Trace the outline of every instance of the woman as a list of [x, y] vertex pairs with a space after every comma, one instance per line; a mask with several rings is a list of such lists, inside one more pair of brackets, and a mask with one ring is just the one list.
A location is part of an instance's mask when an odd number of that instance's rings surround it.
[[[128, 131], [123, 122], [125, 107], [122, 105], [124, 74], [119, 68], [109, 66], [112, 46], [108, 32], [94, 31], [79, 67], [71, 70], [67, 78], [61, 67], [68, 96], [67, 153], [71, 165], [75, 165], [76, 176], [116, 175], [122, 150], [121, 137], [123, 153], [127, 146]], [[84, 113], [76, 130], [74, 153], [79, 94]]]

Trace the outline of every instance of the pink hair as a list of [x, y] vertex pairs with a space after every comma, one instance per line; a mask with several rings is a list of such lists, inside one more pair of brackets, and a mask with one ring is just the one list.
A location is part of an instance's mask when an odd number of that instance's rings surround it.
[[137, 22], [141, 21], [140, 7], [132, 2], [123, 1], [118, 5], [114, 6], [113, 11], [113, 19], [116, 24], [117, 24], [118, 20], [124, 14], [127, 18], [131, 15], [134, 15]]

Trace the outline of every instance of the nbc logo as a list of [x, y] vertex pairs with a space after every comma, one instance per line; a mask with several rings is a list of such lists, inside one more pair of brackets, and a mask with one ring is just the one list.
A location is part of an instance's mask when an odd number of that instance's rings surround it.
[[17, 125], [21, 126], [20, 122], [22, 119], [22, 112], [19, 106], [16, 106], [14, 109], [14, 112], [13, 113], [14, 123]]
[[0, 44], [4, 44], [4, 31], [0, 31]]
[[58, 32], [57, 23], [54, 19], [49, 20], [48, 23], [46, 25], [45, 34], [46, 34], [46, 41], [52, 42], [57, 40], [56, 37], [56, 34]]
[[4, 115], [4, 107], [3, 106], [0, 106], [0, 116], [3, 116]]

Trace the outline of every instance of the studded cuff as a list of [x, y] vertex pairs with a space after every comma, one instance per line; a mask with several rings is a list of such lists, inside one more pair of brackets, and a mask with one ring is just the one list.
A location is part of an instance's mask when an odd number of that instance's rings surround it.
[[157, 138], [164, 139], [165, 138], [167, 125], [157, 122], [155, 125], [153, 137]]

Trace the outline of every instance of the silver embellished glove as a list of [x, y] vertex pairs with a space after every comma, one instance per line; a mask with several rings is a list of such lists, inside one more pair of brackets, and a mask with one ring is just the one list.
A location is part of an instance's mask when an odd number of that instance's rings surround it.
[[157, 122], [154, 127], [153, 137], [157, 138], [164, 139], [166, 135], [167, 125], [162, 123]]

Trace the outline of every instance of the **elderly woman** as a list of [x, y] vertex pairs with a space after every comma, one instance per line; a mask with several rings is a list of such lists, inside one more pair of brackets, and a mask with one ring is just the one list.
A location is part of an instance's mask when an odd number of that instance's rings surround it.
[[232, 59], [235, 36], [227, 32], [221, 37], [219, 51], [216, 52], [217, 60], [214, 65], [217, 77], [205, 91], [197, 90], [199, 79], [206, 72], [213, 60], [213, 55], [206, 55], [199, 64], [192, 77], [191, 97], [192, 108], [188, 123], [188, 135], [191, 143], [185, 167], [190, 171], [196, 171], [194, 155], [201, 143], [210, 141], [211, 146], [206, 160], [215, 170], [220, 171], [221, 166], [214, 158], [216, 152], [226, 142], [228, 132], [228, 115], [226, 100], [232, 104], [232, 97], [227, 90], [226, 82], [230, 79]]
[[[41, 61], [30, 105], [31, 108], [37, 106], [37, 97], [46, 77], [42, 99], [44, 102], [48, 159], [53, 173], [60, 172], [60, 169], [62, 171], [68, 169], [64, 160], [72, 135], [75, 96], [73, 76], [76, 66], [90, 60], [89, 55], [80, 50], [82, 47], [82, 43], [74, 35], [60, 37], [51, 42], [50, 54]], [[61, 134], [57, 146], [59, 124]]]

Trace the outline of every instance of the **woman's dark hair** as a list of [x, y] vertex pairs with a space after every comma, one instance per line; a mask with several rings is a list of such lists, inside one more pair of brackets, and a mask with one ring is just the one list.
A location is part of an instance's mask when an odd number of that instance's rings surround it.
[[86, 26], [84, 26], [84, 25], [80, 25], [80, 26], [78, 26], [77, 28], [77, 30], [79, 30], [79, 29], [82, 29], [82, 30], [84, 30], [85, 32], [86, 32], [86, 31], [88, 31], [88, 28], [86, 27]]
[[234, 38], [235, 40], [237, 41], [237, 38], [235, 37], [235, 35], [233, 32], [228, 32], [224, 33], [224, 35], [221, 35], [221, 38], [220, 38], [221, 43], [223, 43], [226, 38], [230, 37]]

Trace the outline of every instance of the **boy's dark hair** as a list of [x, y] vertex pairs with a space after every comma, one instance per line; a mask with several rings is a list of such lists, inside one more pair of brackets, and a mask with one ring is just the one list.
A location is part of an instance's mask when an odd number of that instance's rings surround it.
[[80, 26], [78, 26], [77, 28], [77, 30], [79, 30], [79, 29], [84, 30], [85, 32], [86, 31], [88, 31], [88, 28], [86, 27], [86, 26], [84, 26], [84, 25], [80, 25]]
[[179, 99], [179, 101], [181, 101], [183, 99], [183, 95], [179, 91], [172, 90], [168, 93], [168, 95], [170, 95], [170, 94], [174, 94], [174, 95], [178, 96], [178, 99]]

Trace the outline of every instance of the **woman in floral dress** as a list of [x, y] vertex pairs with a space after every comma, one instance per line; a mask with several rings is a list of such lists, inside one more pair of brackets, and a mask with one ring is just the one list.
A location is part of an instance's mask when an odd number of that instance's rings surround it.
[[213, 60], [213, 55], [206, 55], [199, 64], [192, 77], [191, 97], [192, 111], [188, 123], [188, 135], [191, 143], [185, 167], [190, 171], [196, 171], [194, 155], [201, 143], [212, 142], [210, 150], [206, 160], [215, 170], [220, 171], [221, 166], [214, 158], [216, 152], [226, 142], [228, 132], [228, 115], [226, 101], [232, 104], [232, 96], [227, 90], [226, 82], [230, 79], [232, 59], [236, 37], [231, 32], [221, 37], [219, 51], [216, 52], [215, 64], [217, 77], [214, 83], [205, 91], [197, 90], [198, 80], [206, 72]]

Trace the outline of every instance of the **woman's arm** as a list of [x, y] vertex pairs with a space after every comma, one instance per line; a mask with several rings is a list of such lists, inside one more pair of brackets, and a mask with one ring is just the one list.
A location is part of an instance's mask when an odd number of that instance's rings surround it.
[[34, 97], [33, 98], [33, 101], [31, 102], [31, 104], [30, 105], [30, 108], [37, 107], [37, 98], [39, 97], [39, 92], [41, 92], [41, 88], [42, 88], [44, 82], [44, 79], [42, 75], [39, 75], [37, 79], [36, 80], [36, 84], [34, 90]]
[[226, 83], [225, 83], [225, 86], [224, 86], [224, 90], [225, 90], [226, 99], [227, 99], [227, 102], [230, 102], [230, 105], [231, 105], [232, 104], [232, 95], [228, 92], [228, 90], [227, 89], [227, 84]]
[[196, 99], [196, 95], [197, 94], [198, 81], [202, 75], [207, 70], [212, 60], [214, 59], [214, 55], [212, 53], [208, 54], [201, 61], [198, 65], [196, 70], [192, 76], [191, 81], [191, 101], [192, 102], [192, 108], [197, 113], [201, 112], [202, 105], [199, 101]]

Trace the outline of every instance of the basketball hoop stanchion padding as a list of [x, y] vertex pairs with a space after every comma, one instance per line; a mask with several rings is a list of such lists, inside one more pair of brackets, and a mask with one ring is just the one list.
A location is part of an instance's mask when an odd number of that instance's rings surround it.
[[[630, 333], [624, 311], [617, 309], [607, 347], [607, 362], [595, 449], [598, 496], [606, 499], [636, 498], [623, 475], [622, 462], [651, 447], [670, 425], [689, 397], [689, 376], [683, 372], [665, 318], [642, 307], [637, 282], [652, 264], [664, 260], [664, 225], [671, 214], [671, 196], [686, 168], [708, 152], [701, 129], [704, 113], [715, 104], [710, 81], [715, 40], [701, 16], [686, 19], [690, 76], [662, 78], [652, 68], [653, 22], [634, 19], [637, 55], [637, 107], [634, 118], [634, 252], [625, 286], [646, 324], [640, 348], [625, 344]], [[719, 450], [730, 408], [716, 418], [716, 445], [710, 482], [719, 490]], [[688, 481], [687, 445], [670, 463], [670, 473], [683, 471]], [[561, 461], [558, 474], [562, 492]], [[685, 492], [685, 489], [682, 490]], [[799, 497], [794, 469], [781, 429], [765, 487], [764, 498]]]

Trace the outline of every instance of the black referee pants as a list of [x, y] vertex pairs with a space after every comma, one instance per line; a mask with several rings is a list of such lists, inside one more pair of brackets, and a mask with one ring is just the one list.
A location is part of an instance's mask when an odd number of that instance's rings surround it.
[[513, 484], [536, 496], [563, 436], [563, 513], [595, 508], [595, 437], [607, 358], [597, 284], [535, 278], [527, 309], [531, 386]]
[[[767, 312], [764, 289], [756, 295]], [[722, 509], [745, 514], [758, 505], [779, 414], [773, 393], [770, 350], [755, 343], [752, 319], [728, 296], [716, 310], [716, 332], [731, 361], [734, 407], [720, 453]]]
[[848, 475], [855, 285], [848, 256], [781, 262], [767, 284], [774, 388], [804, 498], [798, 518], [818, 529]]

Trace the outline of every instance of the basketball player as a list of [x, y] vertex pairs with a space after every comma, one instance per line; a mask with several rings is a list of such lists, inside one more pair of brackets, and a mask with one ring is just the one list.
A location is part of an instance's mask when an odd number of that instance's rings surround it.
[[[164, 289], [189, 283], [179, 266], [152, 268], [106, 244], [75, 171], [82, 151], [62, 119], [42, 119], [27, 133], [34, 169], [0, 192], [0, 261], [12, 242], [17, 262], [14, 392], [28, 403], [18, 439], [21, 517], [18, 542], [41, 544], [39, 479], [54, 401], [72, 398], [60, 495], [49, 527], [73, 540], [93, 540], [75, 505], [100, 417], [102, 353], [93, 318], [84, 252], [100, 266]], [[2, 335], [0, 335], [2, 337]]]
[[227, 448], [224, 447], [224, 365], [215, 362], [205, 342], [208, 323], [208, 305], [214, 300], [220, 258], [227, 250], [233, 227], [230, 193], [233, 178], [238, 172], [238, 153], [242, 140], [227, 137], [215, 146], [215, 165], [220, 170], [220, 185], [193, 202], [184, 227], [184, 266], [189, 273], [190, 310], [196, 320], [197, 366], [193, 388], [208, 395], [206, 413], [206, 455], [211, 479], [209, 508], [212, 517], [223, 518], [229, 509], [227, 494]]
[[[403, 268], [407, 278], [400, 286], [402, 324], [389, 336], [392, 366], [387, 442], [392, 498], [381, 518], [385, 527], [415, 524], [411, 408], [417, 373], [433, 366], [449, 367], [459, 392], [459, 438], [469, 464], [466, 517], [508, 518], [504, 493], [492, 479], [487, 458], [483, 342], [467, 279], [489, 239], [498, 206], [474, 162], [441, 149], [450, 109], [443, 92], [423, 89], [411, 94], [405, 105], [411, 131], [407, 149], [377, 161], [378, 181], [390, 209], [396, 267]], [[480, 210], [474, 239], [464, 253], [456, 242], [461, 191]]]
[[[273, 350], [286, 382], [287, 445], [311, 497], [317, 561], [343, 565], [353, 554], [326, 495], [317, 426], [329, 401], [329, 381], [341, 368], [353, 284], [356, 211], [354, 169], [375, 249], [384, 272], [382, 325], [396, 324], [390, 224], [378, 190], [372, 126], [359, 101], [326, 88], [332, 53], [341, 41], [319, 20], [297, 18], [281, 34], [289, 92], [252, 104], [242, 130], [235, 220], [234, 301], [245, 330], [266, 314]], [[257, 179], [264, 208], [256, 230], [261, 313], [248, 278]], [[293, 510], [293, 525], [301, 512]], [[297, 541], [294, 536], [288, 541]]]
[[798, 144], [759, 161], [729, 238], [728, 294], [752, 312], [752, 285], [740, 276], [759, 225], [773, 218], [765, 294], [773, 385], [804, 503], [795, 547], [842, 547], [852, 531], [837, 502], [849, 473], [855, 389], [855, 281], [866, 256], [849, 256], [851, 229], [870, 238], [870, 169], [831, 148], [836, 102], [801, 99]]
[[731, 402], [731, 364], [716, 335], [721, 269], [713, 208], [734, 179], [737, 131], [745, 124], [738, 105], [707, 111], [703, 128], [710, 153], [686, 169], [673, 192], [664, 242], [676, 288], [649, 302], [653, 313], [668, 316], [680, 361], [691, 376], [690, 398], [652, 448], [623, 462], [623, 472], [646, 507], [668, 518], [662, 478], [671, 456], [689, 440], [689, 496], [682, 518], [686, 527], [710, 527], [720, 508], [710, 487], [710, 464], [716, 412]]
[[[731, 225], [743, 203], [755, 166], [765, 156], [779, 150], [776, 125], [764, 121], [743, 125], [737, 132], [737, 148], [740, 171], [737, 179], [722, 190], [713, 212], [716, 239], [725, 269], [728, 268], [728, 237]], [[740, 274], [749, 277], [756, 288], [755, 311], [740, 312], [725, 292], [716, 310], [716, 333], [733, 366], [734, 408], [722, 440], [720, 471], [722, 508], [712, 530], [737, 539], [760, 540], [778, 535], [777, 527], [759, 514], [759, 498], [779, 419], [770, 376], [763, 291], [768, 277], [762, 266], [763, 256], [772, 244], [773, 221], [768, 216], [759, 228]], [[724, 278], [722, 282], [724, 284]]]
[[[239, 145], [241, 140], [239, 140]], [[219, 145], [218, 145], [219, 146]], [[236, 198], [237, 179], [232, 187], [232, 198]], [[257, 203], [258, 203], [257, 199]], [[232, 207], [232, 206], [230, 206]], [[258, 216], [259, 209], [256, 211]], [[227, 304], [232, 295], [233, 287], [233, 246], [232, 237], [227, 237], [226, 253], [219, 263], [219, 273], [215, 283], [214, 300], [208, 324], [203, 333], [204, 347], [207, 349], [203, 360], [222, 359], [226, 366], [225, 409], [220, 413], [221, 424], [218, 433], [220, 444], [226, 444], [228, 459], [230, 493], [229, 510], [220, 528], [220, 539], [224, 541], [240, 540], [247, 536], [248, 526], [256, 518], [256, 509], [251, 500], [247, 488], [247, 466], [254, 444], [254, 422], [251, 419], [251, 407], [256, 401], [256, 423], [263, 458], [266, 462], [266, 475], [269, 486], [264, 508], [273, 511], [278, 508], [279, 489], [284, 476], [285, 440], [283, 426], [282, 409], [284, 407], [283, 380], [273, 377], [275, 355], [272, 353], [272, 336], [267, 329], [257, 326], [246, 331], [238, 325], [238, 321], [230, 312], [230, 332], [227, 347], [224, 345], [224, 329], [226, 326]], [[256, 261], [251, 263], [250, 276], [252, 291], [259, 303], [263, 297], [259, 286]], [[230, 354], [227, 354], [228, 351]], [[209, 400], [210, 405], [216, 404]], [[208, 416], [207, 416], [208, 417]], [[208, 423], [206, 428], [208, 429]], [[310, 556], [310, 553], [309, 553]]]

* _WHAT THIS TASK INVOLVES_
Pick out every line in the rows above that contains the word "hair" and copy each one in full.

* _EXERCISE ANSWER_
Trace the outline of every instance of the pink hair as a list of [x, y] vertex pairs with a space after every comma, one instance per line; a mask with several rings is a list of such lists, inside one more pair of brackets, and a mask with one ring is just the one list.
Trace the outline of every instance of the **woman's dark hair** as a list of [x, y] vertex pairs with a space after every comma, one instance per line; a mask with several rings is a list of such lists, inside one more pair of brackets, and a mask with one ring is just the one list.
Trace the outline of every instance of the **boy's dark hair** as a list of [x, y] vertex pairs with a space after every comma, one instance per line; a mask with several rings is a list of such lists, inside one more pair of brackets, and a mask with one ring is just the one list.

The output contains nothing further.